Drop all images and give the records again exactly.

═════ Raw data ═════

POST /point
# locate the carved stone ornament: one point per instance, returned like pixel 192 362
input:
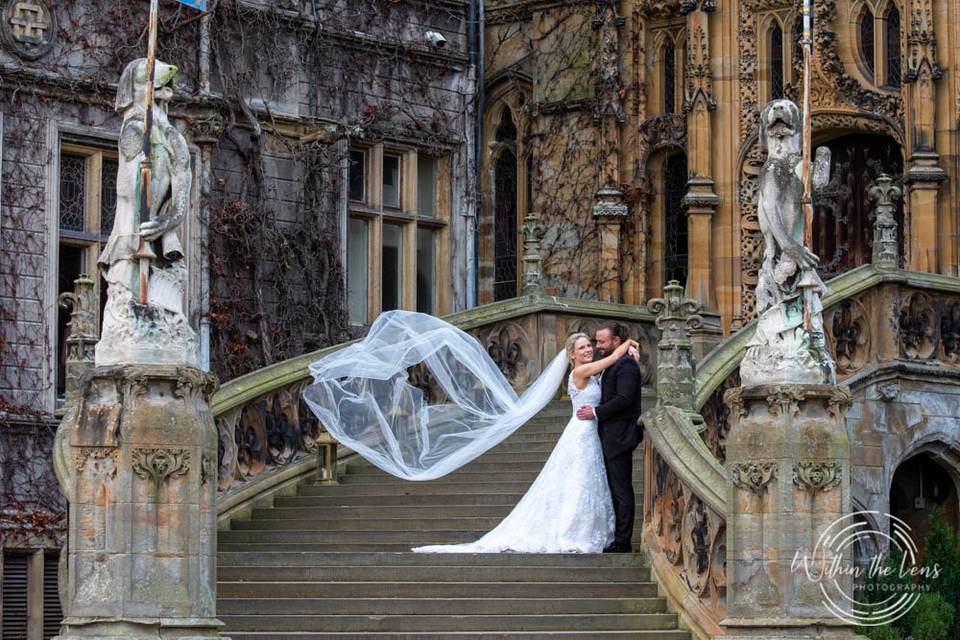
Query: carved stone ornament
pixel 950 332
pixel 159 465
pixel 785 401
pixel 753 476
pixel 888 391
pixel 533 232
pixel 918 328
pixel 783 350
pixel 148 327
pixel 817 477
pixel 885 193
pixel 101 461
pixel 699 74
pixel 661 8
pixel 29 27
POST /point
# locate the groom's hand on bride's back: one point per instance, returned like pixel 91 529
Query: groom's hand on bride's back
pixel 585 413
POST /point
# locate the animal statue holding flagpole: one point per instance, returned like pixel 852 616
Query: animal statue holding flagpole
pixel 143 260
pixel 788 346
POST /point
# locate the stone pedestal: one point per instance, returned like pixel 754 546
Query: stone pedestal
pixel 137 459
pixel 788 460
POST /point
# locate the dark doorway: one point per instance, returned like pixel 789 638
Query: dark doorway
pixel 920 484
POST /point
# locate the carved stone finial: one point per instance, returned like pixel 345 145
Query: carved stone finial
pixel 533 232
pixel 753 476
pixel 885 193
pixel 676 317
pixel 817 476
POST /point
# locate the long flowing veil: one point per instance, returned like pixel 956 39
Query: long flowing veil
pixel 364 397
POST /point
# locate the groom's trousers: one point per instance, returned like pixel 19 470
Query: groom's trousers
pixel 620 478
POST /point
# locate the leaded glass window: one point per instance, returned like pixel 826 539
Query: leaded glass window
pixel 669 77
pixel 893 46
pixel 675 218
pixel 505 226
pixel 73 179
pixel 776 62
pixel 866 40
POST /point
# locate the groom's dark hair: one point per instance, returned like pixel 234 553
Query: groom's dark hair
pixel 616 329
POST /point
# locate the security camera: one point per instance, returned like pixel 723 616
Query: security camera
pixel 435 38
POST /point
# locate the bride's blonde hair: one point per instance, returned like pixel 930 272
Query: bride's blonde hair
pixel 572 342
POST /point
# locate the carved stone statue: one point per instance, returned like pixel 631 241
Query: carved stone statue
pixel 158 332
pixel 781 350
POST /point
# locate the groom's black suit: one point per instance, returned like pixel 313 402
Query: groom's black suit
pixel 617 416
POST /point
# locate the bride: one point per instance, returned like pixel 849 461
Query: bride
pixel 568 509
pixel 419 399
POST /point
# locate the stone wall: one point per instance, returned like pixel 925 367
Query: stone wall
pixel 270 109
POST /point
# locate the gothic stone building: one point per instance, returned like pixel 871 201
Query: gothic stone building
pixel 346 164
pixel 331 143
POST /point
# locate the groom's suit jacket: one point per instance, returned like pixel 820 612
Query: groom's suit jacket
pixel 619 408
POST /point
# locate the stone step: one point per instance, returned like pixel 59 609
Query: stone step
pixel 437 522
pixel 675 634
pixel 428 573
pixel 437 606
pixel 426 501
pixel 569 560
pixel 490 468
pixel 458 477
pixel 452 623
pixel 434 589
pixel 385 510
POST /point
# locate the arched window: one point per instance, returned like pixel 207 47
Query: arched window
pixel 776 62
pixel 892 41
pixel 867 49
pixel 505 210
pixel 675 219
pixel 669 83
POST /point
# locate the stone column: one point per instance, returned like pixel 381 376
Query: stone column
pixel 788 463
pixel 927 244
pixel 84 334
pixel 609 209
pixel 676 317
pixel 886 249
pixel 137 461
pixel 532 235
pixel 701 201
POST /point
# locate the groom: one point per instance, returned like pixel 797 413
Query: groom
pixel 620 434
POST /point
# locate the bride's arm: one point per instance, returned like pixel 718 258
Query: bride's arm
pixel 584 371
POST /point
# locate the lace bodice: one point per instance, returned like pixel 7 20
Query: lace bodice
pixel 589 395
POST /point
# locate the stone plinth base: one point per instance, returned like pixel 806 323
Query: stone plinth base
pixel 140 629
pixel 788 459
pixel 137 460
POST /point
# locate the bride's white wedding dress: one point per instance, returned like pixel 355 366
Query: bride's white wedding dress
pixel 568 508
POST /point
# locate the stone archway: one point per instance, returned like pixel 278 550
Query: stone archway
pixel 920 484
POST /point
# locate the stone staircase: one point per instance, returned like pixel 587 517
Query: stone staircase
pixel 335 562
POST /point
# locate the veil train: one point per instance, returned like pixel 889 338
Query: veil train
pixel 364 398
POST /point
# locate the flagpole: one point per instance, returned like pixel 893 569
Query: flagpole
pixel 807 156
pixel 144 252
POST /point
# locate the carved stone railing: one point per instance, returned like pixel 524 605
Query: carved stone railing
pixel 873 317
pixel 685 505
pixel 268 437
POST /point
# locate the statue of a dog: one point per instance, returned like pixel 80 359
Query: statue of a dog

═════

• Solution to this problem:
POST /point
# locate the carved stone ornament: one point per instance, returned like pixel 192 362
input:
Query: carved stone ornament
pixel 950 332
pixel 159 465
pixel 785 401
pixel 753 476
pixel 888 391
pixel 533 232
pixel 918 328
pixel 783 350
pixel 148 327
pixel 817 477
pixel 885 193
pixel 101 461
pixel 699 74
pixel 661 8
pixel 29 27
POST /point
# locate the groom's hand on bride's back: one point per instance, returned like pixel 91 529
Query: groom's hand on bride's back
pixel 585 413
POST /point
# locate the animal statue holding flagpole: one point per instance, returned like pixel 852 616
Query: animal statue holding flagpole
pixel 143 260
pixel 788 346
POST /point
# locate the stone pedestal: one point per instance, returned like pixel 754 546
Query: stone pedestal
pixel 137 459
pixel 788 460
POST /point
# locate the dark doorway: one point per instance, returned like pixel 789 638
Query: dark doorway
pixel 920 484
POST /point
# locate the carved stone finial: one point per instance, returned like pixel 345 145
Query: carved stone finial
pixel 533 232
pixel 753 476
pixel 885 193
pixel 676 317
pixel 817 476
POST /point
# locate the long flowing veil: one point per instance, returned like pixel 956 39
Query: long flowing veil
pixel 364 397
POST /point
# locate the groom's trousers: one point per instance, returned like pixel 19 470
Query: groom's trousers
pixel 620 478
POST /point
# locate the leaded glass window: one point per instance, returned like pixel 826 539
Query: leaded glass window
pixel 669 77
pixel 893 46
pixel 675 218
pixel 505 226
pixel 73 179
pixel 776 62
pixel 866 40
POST /point
# locate the groom's dark hair: one point per instance, returned like pixel 234 553
Query: groom's dark hair
pixel 616 329
POST /point
# locate the security camera: one point per instance, returned like pixel 723 616
Query: security camera
pixel 435 38
POST /point
# locate the bride's blonde hair: one point per instance, returned like pixel 930 272
Query: bride's blonde hair
pixel 572 342
POST /point
# locate the carved stone statue: one point per instance, returned like pixel 631 241
Query: carved stone statue
pixel 158 332
pixel 781 350
POST /point
# locate the groom's black suit: one point per instance, returned like pixel 313 402
Query: groom's black suit
pixel 617 416
POST /point
# locate the bride: one point per instance, returned like pixel 849 461
Query: bride
pixel 568 509
pixel 419 399
POST /point
# locate the stone wall: one point per instance, returned like pixel 925 367
Query: stone wall
pixel 270 109
POST /point
# locate the gothic stone building: one point per instance, returned like pixel 871 201
Query: gothic stone building
pixel 346 164
pixel 331 143
POST /point
# locate the groom's suit jacket: one point per instance, returned like pixel 820 612
Query: groom's suit jacket
pixel 619 408
POST /point
# locate the stone step: one point per instance, returned like pixel 59 609
Query: stone step
pixel 437 522
pixel 675 634
pixel 428 573
pixel 437 606
pixel 426 501
pixel 569 560
pixel 490 468
pixel 458 477
pixel 452 623
pixel 434 589
pixel 385 510
POST /point
# locate the arched window: one point per instance, returned like pixel 207 47
Query: arched window
pixel 776 62
pixel 892 41
pixel 867 49
pixel 505 210
pixel 675 219
pixel 669 83
POST /point
# locate the stone column: one point per instance, returned like pixel 381 376
Query: stone column
pixel 788 463
pixel 927 244
pixel 84 334
pixel 609 209
pixel 676 317
pixel 886 249
pixel 137 461
pixel 532 235
pixel 701 201
POST /point
# locate the groom: one point per instance, returned like pixel 797 413
Query: groom
pixel 620 434
POST /point
# locate the bride's arm: one point per instance, returned like pixel 718 258
Query: bride's arm
pixel 584 371
POST /point
# locate the lace bodice: one point per instance, returned like pixel 7 20
Query: lace bodice
pixel 589 395
POST /point
# locate the stone plinth base: one point per instance, returned like pixel 806 323
Query: stone plinth base
pixel 140 629
pixel 788 459
pixel 137 460
POST /point
# locate the bride's white wedding dress: one point per instance, returned like pixel 355 366
Query: bride's white wedding dress
pixel 568 508
POST /point
# locate the stone archway: one point per instance, returned like pixel 278 550
Query: stone archway
pixel 920 484
POST /point
# locate the stone staircase: one point per instance, returned like pixel 587 517
Query: stone staircase
pixel 335 562
POST /point
# locate the veil train: one point per instance, returned like pixel 889 338
Query: veil train
pixel 364 398
POST /point
# locate the flagpole: one point per instance, returned like pixel 893 569
Query: flagpole
pixel 807 156
pixel 144 252
POST /point
# locate the carved stone railing: one point per instance, returned like pixel 524 605
Query: carved stone railing
pixel 873 317
pixel 685 505
pixel 268 437
POST /point
# locate the statue of a dog: one point per instance, returned like pixel 80 359
Query: statue of a dog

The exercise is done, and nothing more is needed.